PASSAGE PROVIDED:
┄┄┄┄┄┄┄┄┄┄┄┄┄┄┄┄┄┄┄┄
Nurse promotes spiritual health care techniques

Joel Sawyer

Physical wellness occurs when the body has a balanced and free-flowing stream of energy, said Marilyn Parker Bach, a registered nurse at University Hospital’s Center for Spiritual Care and Healing.
An audience of about 20 at a brown bag lunch Tuesday in Deihl Hall listened to Bach speak on how disease and stress block or congest the flow of energy through the body. She said one way of balancing the energies of the total person is to use a complimentary healing therapy called therapeutic touch.
Therapeutic touch practitioners, Bach said, serve as “battery chargers” and instruments of healing. People are made up of auras or energy fields that can become unbalanced and cause illness, she said.
The goal of healing touch is to restore the harmony and balance of a person’s energy system and to increase that person’s healing potential and sense of well-being, she added.
Bach said some people believe the human body has as many as seven different energy fields that can become unbalanced. When this happens, she said, it may be necessary to smooth out these energy forces.
Bach outlined a five-step process she uses to achieve harmonious energy balance in patients, friends and family. The first step is called “centering.” Bach said this step requires the facilitator and patient to focus on attuning themselves to the universal energy, to allow it to flow and work through the body.
She asked the audience to feel the energy emitted by their hands by placing them near one another. One audience member said he “felt an energy source very strongly, but then my rational mind took over.”
Once centering is complete, Bach said, a therapeutic touch practitioner must assess the patients’ energy field. Bach demonstrated this step with volunteer John Olson, a recent School of Nursing graduate.
Olson said he was feeling tired. “I have low energy,” he said. “You can give me some more energy.”
┄┄┄┄┄┄┄┄┄┄┄┄┄┄┄┄┄┄┄┄
RECORDS PROVIDED:

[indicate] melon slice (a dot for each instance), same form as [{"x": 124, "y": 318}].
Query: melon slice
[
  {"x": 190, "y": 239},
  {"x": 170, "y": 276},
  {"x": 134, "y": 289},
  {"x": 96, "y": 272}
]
┄┄┄┄┄┄┄┄┄┄┄┄┄┄┄┄┄┄┄┄
TASK GOAL:
Pick up the article about the nurse's talk on therapeutic touch after its last sentence and continue it.

EXPECTED ANSWER:
Bach searched for “numbness, tingling or any unbalance in (Olson’s) field” by moving her hands around his seated, relaxed body. Bach then combed through Olson’s “energy field” in a third step that she called “smoothing and unruffling.”
In the fourth step, Bach said she transferred energy from the chakras in her hands to Olson’s body in an effort to infuse him with her energy. The whole process stops, she said, “when you feel the energy is balanced or the patient says to stop.”
Olson said he felt sweaty and warm, but not particularly relaxed after the process, probably because of all the attention he was receiving.
Bach’s lecture was part of a series titled “Exploration of Complementary Healing Therapies for Patient and Self Care,” sponsored by University Hospital and Clinics’ Center for Spiritual Care and Healing.
The center was established to provide an infrastructure for chaplains, physicians, nurses, social workers and other health care workers who provide spiritual care and complementary healing therapies.
The center seeks to incorporate spiritual care and alternative therapies common in many parts of the world into mainstream Western medicine.
After all, center administrator Mary Jo Kreitzer said, “what we consider alternative medicine is well-accepted and well-integrated in most health care systems around the world.”